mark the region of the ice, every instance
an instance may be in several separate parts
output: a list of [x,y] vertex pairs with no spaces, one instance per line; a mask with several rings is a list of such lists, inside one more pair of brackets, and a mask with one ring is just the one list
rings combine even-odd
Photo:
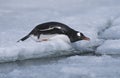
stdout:
[[120,40],[107,40],[103,45],[97,48],[97,53],[102,54],[120,54]]
[[70,42],[66,42],[64,39],[60,39],[61,36],[56,37],[59,39],[54,38],[55,41],[51,39],[47,42],[44,41],[36,43],[35,41],[28,40],[28,42],[17,43],[14,46],[1,47],[0,62],[24,60],[30,58],[42,58],[50,56],[61,56],[66,53],[59,53],[60,51],[67,51],[72,49]]
[[[69,43],[57,36],[16,43],[50,21],[91,40]],[[119,33],[120,0],[0,0],[0,78],[119,78]]]

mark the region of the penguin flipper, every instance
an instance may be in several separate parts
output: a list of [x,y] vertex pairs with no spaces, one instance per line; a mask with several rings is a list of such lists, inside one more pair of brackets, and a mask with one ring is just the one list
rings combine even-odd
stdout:
[[21,39],[18,40],[17,42],[24,41],[24,40],[26,40],[26,39],[28,39],[28,38],[29,38],[29,35],[26,35],[25,37],[21,38]]

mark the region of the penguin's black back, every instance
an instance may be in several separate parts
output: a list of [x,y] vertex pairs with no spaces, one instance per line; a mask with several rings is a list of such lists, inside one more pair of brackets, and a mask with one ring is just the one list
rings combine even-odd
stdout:
[[60,22],[47,22],[47,23],[42,23],[37,25],[35,28],[42,30],[42,29],[47,29],[51,27],[59,26],[61,27],[64,31],[73,31],[72,28],[68,27],[67,25],[60,23]]

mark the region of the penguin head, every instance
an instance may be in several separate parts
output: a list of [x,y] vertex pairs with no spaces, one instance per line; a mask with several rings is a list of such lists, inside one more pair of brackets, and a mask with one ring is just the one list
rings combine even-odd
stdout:
[[79,39],[79,40],[87,40],[87,41],[89,41],[90,40],[90,38],[88,38],[88,37],[86,37],[83,33],[81,33],[81,32],[77,32],[77,38]]

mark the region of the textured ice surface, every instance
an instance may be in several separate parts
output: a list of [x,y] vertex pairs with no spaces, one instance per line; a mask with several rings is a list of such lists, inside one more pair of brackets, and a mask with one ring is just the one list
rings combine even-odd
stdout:
[[[65,23],[91,40],[16,43],[48,21]],[[119,33],[119,0],[0,0],[0,78],[119,78]],[[106,55],[71,56],[76,52]],[[16,60],[24,61],[10,62]]]

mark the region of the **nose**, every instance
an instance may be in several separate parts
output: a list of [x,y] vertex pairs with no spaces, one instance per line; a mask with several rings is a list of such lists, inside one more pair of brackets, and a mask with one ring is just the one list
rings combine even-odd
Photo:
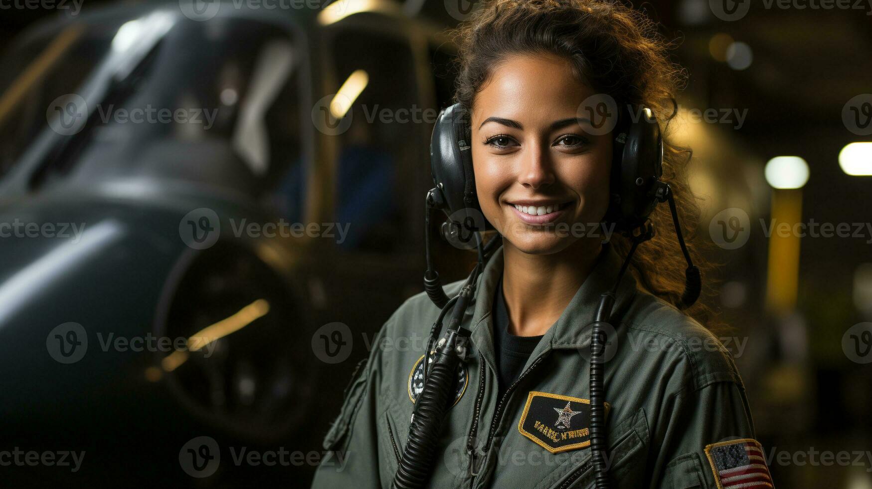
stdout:
[[554,183],[554,165],[547,147],[540,144],[528,147],[520,164],[518,182],[524,187],[536,190]]

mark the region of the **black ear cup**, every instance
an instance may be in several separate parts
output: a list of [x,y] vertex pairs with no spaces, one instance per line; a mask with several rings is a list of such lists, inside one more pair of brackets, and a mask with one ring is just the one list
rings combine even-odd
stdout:
[[611,167],[611,202],[606,220],[617,231],[643,225],[658,200],[663,176],[663,137],[648,107],[628,106],[616,127]]
[[467,231],[485,231],[490,227],[475,193],[470,136],[468,117],[460,104],[443,110],[430,139],[430,169],[443,210],[453,221],[472,226]]

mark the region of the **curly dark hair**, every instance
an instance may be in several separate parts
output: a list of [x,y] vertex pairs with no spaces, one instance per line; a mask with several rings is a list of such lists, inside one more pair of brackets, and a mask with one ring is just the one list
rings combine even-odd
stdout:
[[[678,114],[675,95],[686,72],[669,59],[674,44],[661,36],[645,14],[604,0],[489,0],[453,31],[459,47],[455,100],[471,113],[475,94],[493,68],[516,54],[555,54],[569,59],[573,72],[597,93],[619,104],[651,109],[664,128],[663,179],[671,187],[694,263],[704,279],[703,294],[685,312],[710,329],[719,328],[707,305],[713,265],[702,258],[696,231],[700,210],[687,183],[690,148],[671,141],[670,122]],[[667,205],[651,213],[655,237],[640,245],[631,270],[640,286],[678,306],[686,265]],[[630,241],[615,235],[612,245],[625,257]]]

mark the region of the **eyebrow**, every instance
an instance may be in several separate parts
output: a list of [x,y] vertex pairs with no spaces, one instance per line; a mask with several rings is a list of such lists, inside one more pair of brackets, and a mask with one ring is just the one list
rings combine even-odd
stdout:
[[[488,122],[496,122],[497,124],[502,124],[503,126],[506,126],[508,127],[514,127],[515,129],[522,130],[524,128],[524,127],[521,124],[521,122],[518,122],[517,121],[512,121],[511,119],[504,119],[502,117],[488,117],[487,119],[485,119],[483,122],[481,122],[481,125],[479,126],[479,128],[480,129],[481,126],[484,126]],[[552,122],[551,126],[548,127],[548,130],[556,131],[557,129],[562,129],[567,126],[571,126],[573,124],[581,124],[582,122],[590,124],[590,120],[589,120],[586,117],[569,117],[566,119],[561,119],[560,121],[555,121],[554,122]]]

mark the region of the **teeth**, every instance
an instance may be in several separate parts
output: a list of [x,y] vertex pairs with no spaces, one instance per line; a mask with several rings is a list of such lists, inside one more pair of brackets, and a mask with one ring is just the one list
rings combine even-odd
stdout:
[[528,205],[519,205],[517,203],[514,205],[514,208],[517,209],[520,212],[523,212],[524,214],[529,214],[530,216],[544,216],[545,214],[550,214],[560,208],[559,205],[528,206]]

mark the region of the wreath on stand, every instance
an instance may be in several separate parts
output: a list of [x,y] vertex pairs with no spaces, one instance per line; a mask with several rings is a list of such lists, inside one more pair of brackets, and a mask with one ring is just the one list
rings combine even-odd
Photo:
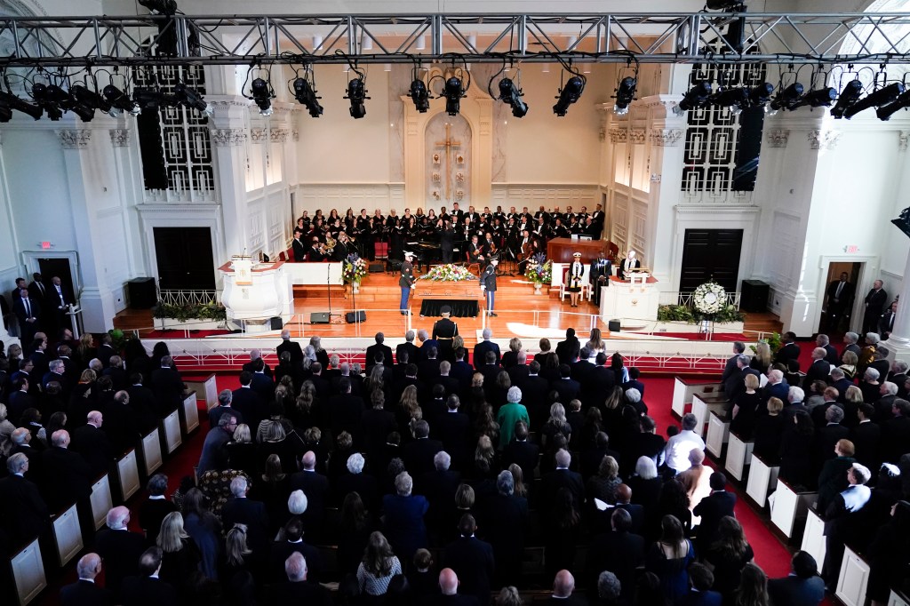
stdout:
[[710,336],[714,331],[714,317],[727,304],[727,292],[720,284],[708,280],[692,293],[692,304],[703,315],[702,332]]

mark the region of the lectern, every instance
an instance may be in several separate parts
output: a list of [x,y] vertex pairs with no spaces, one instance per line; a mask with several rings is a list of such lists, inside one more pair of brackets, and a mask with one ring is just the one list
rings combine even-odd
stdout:
[[293,285],[284,263],[253,263],[238,257],[218,268],[224,276],[221,297],[228,321],[247,332],[271,330],[271,318],[290,321],[294,315]]

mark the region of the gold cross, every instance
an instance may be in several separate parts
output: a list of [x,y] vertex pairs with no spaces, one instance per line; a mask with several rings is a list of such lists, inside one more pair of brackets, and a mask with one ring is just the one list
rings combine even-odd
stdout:
[[450,191],[450,187],[451,187],[451,173],[452,173],[452,171],[451,171],[451,150],[454,147],[460,147],[460,146],[461,146],[461,142],[460,141],[453,141],[452,138],[451,138],[451,136],[450,136],[449,129],[450,127],[451,127],[451,125],[447,122],[446,123],[446,140],[445,141],[437,141],[436,142],[437,146],[443,146],[443,147],[446,148],[446,202],[450,202],[451,201],[451,192]]

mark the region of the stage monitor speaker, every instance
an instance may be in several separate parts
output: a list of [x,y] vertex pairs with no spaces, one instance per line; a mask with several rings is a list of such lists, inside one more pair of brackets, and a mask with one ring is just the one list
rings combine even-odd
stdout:
[[129,307],[132,309],[150,309],[155,307],[157,297],[155,293],[154,278],[136,278],[126,283],[129,292]]
[[345,320],[348,324],[353,324],[354,322],[365,322],[367,320],[367,312],[360,310],[357,313],[353,311],[349,311],[344,315]]

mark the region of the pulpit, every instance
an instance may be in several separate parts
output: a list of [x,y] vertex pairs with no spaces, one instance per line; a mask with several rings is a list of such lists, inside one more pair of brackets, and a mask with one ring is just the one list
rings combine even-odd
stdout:
[[270,319],[283,322],[294,315],[293,285],[284,263],[253,263],[235,258],[218,270],[224,276],[221,301],[228,310],[228,321],[247,332],[267,332]]
[[601,287],[601,319],[656,320],[660,292],[653,276],[637,274],[634,281],[610,277],[610,286]]

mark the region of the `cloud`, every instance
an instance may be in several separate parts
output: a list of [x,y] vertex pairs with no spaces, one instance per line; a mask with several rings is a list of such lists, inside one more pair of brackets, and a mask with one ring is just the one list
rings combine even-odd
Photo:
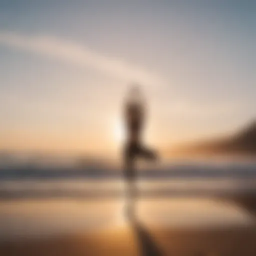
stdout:
[[154,86],[162,85],[164,83],[162,78],[141,67],[105,56],[84,45],[54,36],[28,36],[16,32],[0,32],[0,44],[58,58],[73,64],[90,67],[129,82]]

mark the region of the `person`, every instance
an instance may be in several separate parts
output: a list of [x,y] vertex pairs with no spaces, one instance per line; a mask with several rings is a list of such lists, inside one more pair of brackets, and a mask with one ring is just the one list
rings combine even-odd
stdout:
[[156,152],[142,143],[142,131],[145,122],[146,106],[138,86],[132,87],[124,108],[126,141],[124,146],[124,178],[128,185],[126,190],[126,216],[134,220],[135,200],[137,196],[136,186],[136,162],[138,159],[156,160]]

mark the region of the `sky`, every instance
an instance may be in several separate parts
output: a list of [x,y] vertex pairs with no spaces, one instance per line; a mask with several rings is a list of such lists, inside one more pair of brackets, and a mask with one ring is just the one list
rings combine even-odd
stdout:
[[256,116],[254,0],[0,0],[0,149],[114,152],[141,84],[159,148]]

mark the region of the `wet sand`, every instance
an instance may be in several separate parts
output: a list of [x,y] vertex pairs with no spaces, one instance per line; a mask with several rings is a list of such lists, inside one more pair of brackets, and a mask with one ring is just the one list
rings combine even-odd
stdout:
[[[256,198],[218,198],[232,202],[255,218]],[[172,218],[172,215],[169,216]],[[188,216],[189,218],[190,216]],[[0,255],[254,256],[256,226],[170,226],[126,222],[104,230],[0,242]]]
[[0,243],[9,256],[256,255],[255,227],[212,230],[146,228],[140,225],[42,240]]

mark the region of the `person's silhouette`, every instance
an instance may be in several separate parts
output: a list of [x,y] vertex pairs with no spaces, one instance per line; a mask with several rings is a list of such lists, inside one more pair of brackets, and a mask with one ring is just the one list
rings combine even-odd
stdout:
[[134,220],[134,200],[136,196],[136,160],[138,158],[154,160],[156,154],[142,144],[145,104],[138,86],[132,88],[124,110],[127,134],[124,152],[124,177],[128,186],[126,214],[130,220]]

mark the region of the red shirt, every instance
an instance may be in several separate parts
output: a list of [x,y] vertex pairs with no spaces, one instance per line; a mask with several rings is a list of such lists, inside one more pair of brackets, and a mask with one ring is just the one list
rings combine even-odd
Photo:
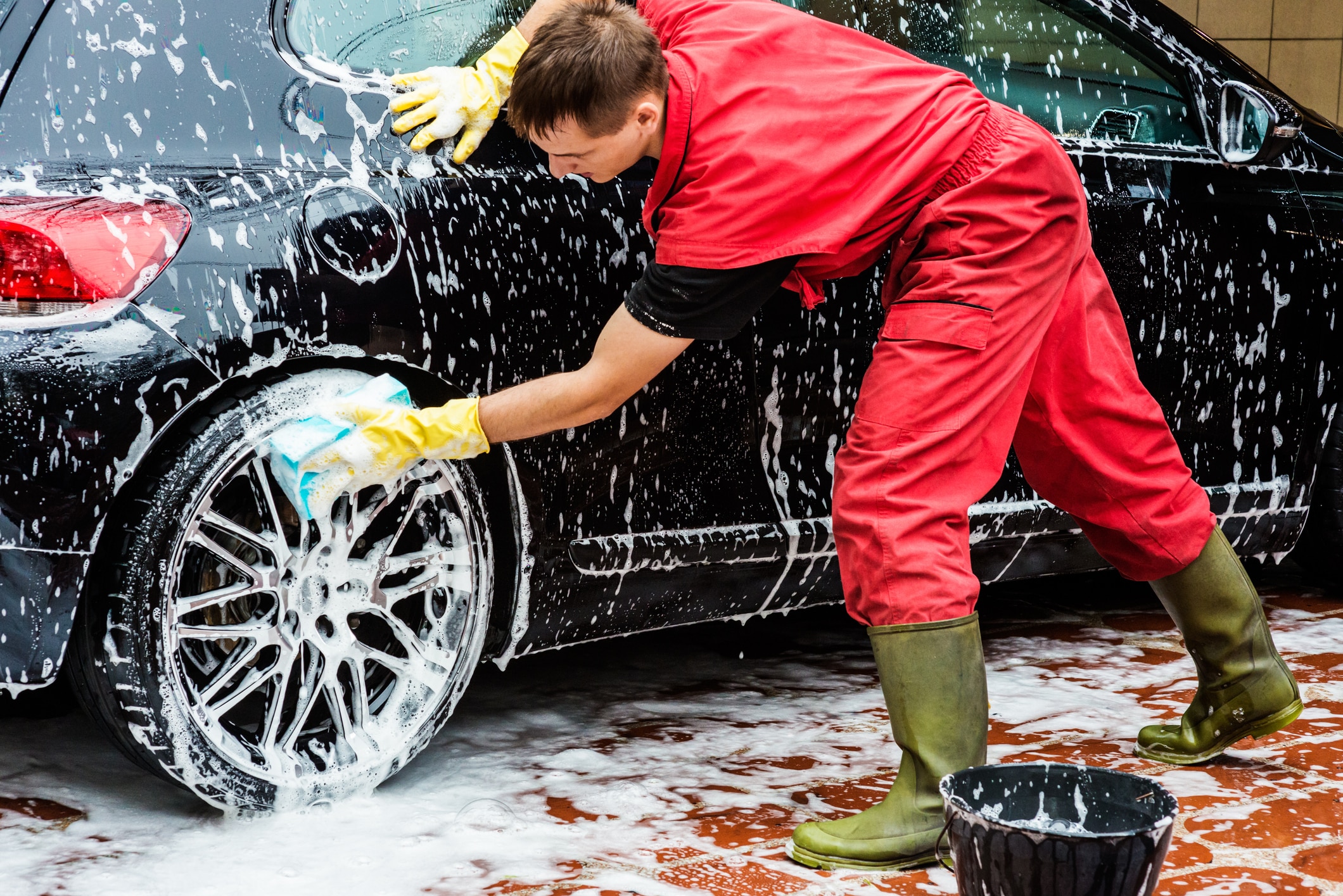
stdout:
[[667,60],[666,138],[643,226],[657,261],[784,282],[861,273],[988,111],[971,81],[774,0],[639,0]]

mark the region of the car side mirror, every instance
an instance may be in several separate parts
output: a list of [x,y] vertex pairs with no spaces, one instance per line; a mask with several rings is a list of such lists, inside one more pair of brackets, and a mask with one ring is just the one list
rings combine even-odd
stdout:
[[1262,165],[1301,133],[1301,113],[1285,98],[1240,81],[1222,85],[1217,152],[1233,165]]

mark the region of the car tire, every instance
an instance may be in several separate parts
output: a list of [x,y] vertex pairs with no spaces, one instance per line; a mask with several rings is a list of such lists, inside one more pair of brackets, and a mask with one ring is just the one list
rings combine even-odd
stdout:
[[306,523],[270,474],[275,429],[368,379],[216,402],[141,465],[98,548],[75,692],[133,762],[222,809],[369,791],[479,664],[492,548],[466,465],[420,461]]
[[1343,420],[1335,420],[1315,467],[1305,532],[1292,556],[1316,578],[1343,582]]

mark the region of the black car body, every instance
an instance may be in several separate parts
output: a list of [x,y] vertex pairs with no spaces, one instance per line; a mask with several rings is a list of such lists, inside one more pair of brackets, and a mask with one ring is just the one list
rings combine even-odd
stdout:
[[[191,218],[132,301],[58,316],[4,304],[11,689],[55,678],[77,617],[93,645],[81,676],[136,664],[120,641],[105,662],[103,641],[153,653],[157,610],[144,630],[99,619],[129,600],[126,575],[161,578],[181,560],[130,556],[141,548],[125,532],[172,493],[156,477],[212,419],[330,369],[392,373],[422,404],[572,369],[653,255],[639,226],[647,163],[607,184],[555,180],[500,122],[454,169],[442,149],[416,157],[389,134],[388,89],[368,59],[383,71],[470,59],[518,8],[426,3],[379,30],[360,16],[395,4],[348,4],[345,24],[325,5],[345,8],[15,0],[0,26],[0,196],[163,201]],[[1304,110],[1277,159],[1226,164],[1214,148],[1223,83],[1276,91],[1155,0],[799,5],[967,71],[1060,136],[1143,380],[1222,527],[1242,555],[1291,551],[1336,431],[1335,128]],[[739,337],[696,343],[608,419],[463,465],[493,576],[477,572],[478,656],[839,599],[831,467],[880,325],[880,274],[829,283],[817,312],[780,292]],[[153,510],[192,513],[189,501]],[[984,582],[1105,566],[1015,462],[971,513]],[[205,665],[224,674],[228,662]],[[168,724],[106,693],[109,729]],[[167,747],[150,740],[120,743],[153,767],[144,756]],[[278,802],[201,785],[180,758],[156,770],[220,805]]]

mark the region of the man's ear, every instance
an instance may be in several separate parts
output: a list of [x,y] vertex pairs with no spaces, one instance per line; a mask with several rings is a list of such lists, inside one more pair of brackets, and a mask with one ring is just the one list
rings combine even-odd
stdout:
[[655,129],[662,120],[662,103],[654,102],[653,97],[646,97],[634,107],[634,122],[639,130]]

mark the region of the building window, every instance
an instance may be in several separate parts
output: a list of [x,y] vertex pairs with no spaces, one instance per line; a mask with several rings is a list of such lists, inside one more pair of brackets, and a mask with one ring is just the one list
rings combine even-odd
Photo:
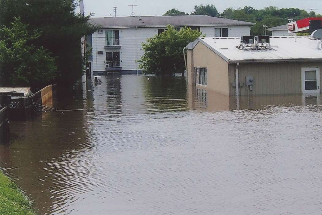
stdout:
[[120,67],[119,52],[106,52],[106,67]]
[[106,46],[119,46],[119,32],[118,31],[106,31]]
[[196,81],[197,84],[207,85],[207,69],[200,67],[194,67],[196,74]]
[[[180,27],[177,27],[175,28],[175,29],[178,31],[180,30]],[[160,34],[162,34],[165,31],[167,30],[166,28],[162,28],[162,29],[158,29],[158,35],[159,35]]]
[[191,30],[197,30],[198,31],[200,31],[200,26],[190,26],[189,27],[191,28]]
[[215,28],[215,36],[220,37],[228,37],[228,28]]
---*---
WHAT THIS TASK INVOLVES:
Copy exactly the lines from the line containing "mark the region of the building" through the last line of the records, both included, and omit every picture.

WRITTEN ANSWER:
mark the region of the building window, every instance
an instance may be in several separate parts
output: a list of [x,y] vertex pairs with no spaces, one instance per line; a mask with several rings is a list of such lists, inside one more pair of brackets, and a mask with one ring is just the one list
rings combine even-odd
Photo:
stdout:
[[120,67],[119,52],[106,52],[106,67]]
[[106,46],[119,46],[119,32],[118,31],[106,31]]
[[196,81],[197,84],[207,85],[207,69],[200,67],[194,67],[196,74]]
[[[180,27],[177,27],[175,28],[175,29],[178,31],[180,30]],[[160,34],[162,34],[165,31],[167,30],[166,28],[162,28],[162,29],[158,29],[158,35],[159,35]]]
[[191,30],[197,30],[198,31],[200,31],[200,26],[190,26],[189,27],[191,28]]
[[215,28],[215,36],[220,37],[228,37],[228,28]]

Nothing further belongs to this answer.